課題内容:
以下のエントリの行をすべて、「番号」と「行」の2列からなるMarkdownの表に書き換えてください。空行は表に入れない。

=====

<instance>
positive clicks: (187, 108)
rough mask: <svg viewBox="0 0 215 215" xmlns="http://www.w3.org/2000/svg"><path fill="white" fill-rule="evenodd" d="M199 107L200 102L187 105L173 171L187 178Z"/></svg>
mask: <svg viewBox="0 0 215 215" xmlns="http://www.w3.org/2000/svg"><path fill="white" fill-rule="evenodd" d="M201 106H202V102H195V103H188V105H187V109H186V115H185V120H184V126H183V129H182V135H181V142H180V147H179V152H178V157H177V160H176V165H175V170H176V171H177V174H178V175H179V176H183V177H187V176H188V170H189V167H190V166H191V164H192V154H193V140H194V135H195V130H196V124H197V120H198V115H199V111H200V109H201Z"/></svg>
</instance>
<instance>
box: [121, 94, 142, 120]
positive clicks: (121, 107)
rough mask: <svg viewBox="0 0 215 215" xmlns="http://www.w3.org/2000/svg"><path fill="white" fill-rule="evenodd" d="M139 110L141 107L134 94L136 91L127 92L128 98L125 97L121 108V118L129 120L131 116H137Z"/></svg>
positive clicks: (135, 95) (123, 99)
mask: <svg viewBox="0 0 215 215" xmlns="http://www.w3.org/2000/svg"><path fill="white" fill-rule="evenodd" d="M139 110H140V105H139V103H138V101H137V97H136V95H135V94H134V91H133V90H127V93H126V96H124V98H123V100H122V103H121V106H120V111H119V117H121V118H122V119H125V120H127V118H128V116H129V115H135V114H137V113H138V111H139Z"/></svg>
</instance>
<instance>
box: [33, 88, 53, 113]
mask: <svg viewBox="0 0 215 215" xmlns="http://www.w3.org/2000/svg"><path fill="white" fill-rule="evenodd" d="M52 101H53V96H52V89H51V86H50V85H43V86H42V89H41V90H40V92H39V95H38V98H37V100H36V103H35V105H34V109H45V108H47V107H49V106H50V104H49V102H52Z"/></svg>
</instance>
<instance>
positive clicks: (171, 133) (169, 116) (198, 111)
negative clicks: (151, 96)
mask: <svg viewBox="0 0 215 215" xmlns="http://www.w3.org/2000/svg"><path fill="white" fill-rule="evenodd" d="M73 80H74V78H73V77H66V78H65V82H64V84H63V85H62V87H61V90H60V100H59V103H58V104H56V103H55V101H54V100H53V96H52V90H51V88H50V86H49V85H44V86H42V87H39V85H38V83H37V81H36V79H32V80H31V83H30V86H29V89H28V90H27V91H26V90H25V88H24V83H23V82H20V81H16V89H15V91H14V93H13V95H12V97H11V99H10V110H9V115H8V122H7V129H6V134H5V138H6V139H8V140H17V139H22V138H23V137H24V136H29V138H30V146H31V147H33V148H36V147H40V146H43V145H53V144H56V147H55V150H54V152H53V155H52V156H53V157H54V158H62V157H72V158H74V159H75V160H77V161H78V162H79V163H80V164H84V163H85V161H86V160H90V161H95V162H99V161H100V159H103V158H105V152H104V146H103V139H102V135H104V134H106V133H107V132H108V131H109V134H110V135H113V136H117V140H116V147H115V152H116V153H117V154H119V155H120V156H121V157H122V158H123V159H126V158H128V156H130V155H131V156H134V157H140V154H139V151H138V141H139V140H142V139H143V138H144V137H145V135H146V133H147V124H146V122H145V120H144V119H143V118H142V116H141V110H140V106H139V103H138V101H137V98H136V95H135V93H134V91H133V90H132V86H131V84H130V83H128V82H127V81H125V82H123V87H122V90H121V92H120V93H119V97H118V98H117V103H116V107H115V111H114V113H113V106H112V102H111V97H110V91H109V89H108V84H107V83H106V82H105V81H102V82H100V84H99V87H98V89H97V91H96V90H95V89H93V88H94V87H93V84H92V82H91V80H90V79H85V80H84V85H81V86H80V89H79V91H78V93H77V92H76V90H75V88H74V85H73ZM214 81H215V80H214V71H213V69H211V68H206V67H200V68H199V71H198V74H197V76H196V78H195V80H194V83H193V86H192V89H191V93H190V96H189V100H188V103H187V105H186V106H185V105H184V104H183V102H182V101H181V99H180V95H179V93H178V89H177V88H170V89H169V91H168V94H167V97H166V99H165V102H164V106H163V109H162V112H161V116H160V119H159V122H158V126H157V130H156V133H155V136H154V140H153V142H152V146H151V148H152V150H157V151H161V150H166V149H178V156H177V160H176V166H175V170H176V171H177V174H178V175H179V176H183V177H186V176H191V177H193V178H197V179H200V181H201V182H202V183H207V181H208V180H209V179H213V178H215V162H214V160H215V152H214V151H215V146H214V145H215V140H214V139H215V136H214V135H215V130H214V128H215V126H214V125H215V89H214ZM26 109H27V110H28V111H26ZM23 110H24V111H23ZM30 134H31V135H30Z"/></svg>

=====

この問題の解答:
| 番号 | 行 |
|---|---|
| 1 | <instance> |
| 2 | positive clicks: (187, 108) |
| 3 | rough mask: <svg viewBox="0 0 215 215" xmlns="http://www.w3.org/2000/svg"><path fill="white" fill-rule="evenodd" d="M199 107L200 102L187 105L173 171L187 178Z"/></svg> |
| 4 | mask: <svg viewBox="0 0 215 215" xmlns="http://www.w3.org/2000/svg"><path fill="white" fill-rule="evenodd" d="M201 106H202V102H195V103H188V105H187V109H186V115H185V120H184V126H183V129H182V135H181V142H180V147H179V152H178V157H177V160H176V165H175V170H176V171H177V174H178V175H179V176H183V177H187V176H188V170H189V167H190V166H191V164H192V154H193V140H194V135H195V130H196V124H197V120H198V115H199V111H200V109H201Z"/></svg> |
| 5 | </instance> |
| 6 | <instance> |
| 7 | box: [121, 94, 142, 120] |
| 8 | positive clicks: (121, 107) |
| 9 | rough mask: <svg viewBox="0 0 215 215" xmlns="http://www.w3.org/2000/svg"><path fill="white" fill-rule="evenodd" d="M139 110L141 107L134 94L136 91L127 92L128 98L125 97L121 108V118L129 120L131 116H137Z"/></svg> |
| 10 | positive clicks: (135, 95) (123, 99) |
| 11 | mask: <svg viewBox="0 0 215 215" xmlns="http://www.w3.org/2000/svg"><path fill="white" fill-rule="evenodd" d="M139 110H140V105H139V103H138V101H137V97H136V95H135V94H134V91H133V90H127V93H126V96H124V98H123V100H122V103H121V106H120V111H119V117H121V118H122V119H125V120H127V118H128V116H129V115H135V114H137V113H138V111H139Z"/></svg> |
| 12 | </instance> |
| 13 | <instance> |
| 14 | box: [33, 88, 53, 113] |
| 15 | mask: <svg viewBox="0 0 215 215" xmlns="http://www.w3.org/2000/svg"><path fill="white" fill-rule="evenodd" d="M52 101H53V96H52V89H51V86H50V85H43V86H42V89H41V90H40V92H39V95H38V98H37V100H36V103H35V105H34V109H45V108H47V107H49V106H50V104H49V102H52Z"/></svg> |
| 16 | </instance> |
| 17 | <instance> |
| 18 | positive clicks: (171, 133) (169, 116) (198, 111) |
| 19 | negative clicks: (151, 96) |
| 20 | mask: <svg viewBox="0 0 215 215" xmlns="http://www.w3.org/2000/svg"><path fill="white" fill-rule="evenodd" d="M73 80H74V78H73V77H66V78H65V82H64V84H63V85H62V87H61V90H60V100H59V103H58V104H56V103H55V101H54V100H53V96H52V90H51V88H50V86H49V85H44V86H42V87H39V85H38V83H37V81H36V79H32V80H31V83H30V86H29V89H28V90H27V91H26V90H25V88H24V83H23V82H20V81H16V89H15V91H14V93H13V95H12V97H11V99H10V110H9V115H8V122H7V129H6V134H5V138H6V139H8V140H17V139H22V138H23V137H24V136H29V138H30V146H31V147H33V148H36V147H40V146H43V145H53V144H56V147H55V150H54V152H53V155H52V156H53V157H54V158H62V157H72V158H74V159H75V160H77V161H78V162H79V163H80V164H84V163H85V161H86V160H90V161H95V162H99V161H100V159H103V158H105V152H104V146H103V139H102V135H104V134H106V133H107V132H108V131H109V134H110V135H113V136H117V140H116V147H115V152H116V153H117V154H119V155H120V156H121V157H122V158H123V159H126V158H128V156H130V155H131V156H134V157H140V154H139V151H138V141H139V140H142V139H143V138H144V137H145V135H146V133H147V124H146V122H145V120H144V119H143V118H142V116H141V110H140V106H139V103H138V101H137V98H136V95H135V93H134V91H133V90H132V86H131V84H130V83H128V82H127V81H125V82H123V87H122V90H121V92H120V93H119V97H118V98H117V103H116V107H115V111H114V113H113V106H112V102H111V97H110V91H109V89H108V84H107V83H106V82H105V81H102V82H100V84H99V87H98V89H97V91H96V90H95V89H93V88H94V87H93V84H92V82H91V80H90V79H85V80H84V85H81V86H80V89H79V91H78V93H77V92H76V90H75V88H74V85H73ZM214 81H215V80H214V71H213V69H211V68H206V67H200V68H199V71H198V74H197V76H196V78H195V80H194V83H193V86H192V89H191V93H190V96H189V100H188V103H187V105H186V106H185V105H184V104H183V102H182V101H181V99H180V95H179V93H178V89H177V88H170V89H169V91H168V94H167V97H166V99H165V102H164V106H163V109H162V112H161V116H160V119H159V122H158V126H157V130H156V133H155V136H154V140H153V142H152V146H151V148H152V150H157V151H161V150H166V149H178V156H177V160H176V166H175V170H176V171H177V174H178V175H179V176H183V177H186V176H191V177H193V178H197V179H200V181H201V182H202V183H207V181H208V180H209V179H213V178H215V162H214V160H215V152H214V151H215V146H214V145H215V140H214V139H215V136H214V135H215V130H214V128H215V126H214V125H215V89H214ZM26 109H27V110H28V111H26ZM23 110H24V111H23ZM30 134H31V135H30Z"/></svg> |